→ Point-based annotation data:

###

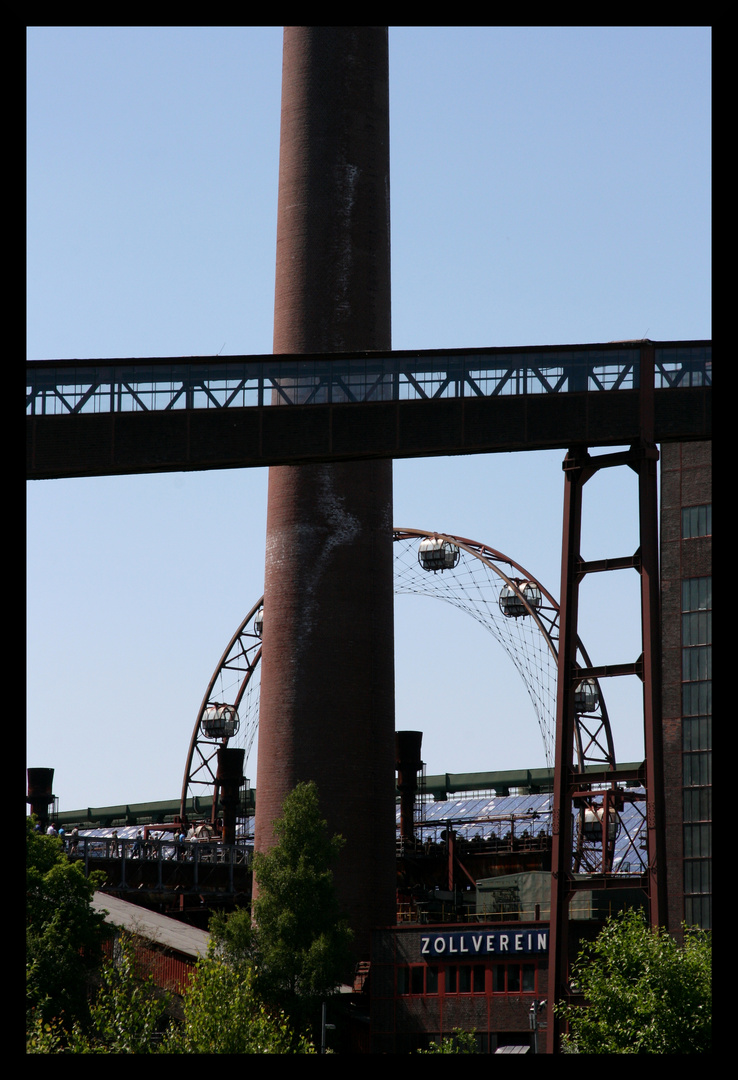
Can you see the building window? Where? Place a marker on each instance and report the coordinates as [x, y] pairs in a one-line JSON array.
[[421, 980], [513, 979], [697, 743], [697, 521]]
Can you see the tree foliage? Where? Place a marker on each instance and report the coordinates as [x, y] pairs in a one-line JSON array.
[[124, 1016], [303, 945], [64, 934], [224, 1014], [644, 993]]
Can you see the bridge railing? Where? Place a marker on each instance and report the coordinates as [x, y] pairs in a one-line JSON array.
[[162, 385]]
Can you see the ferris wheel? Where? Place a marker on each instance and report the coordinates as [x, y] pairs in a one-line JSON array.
[[504, 597]]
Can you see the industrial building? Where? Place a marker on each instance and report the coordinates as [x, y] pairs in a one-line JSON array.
[[456, 912]]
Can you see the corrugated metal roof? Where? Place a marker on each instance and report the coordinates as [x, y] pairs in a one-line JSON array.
[[179, 936]]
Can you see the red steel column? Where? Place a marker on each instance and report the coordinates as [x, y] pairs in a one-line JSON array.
[[327, 667]]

###

→ Requirement:
Please copy all of the lines above word for word, leaving out the pictures.

→ Output of the exercise:
Can you see the building window? Where? Place a marker on each instance and report the coordinates as [x, y] pairs in a one-line JSON array.
[[421, 980], [513, 979], [697, 743], [697, 521]]
Can you see the tree foliage? Where? Place a marker on each instance and report the coordinates as [x, y] pairs in a one-line JSON array.
[[124, 1016], [303, 945], [64, 934], [224, 1014], [644, 993]]
Can you see the bridge railing? Where? Place a marker on each instance and report the coordinates as [x, y] pairs in a one-line JSON array.
[[162, 385]]
Can you see the ferris wheel? Where? Place a marker on each instance and report the coordinates as [x, y] pairs in a one-line JSON array.
[[504, 597]]
Can you see the industrial building? Where? Place a marker on each instance and report the coordinates as [x, y] pairs in a one-line JSON array.
[[456, 912]]
Can you see the corrugated metal roof? Where? Place a marker on each instance and report the coordinates as [x, y] pairs in a one-line JSON array.
[[179, 936]]
Can you see the red steel column? Where? Place a marker on each instance and report the coordinates as [x, y] pairs in a one-line JSON array.
[[327, 667]]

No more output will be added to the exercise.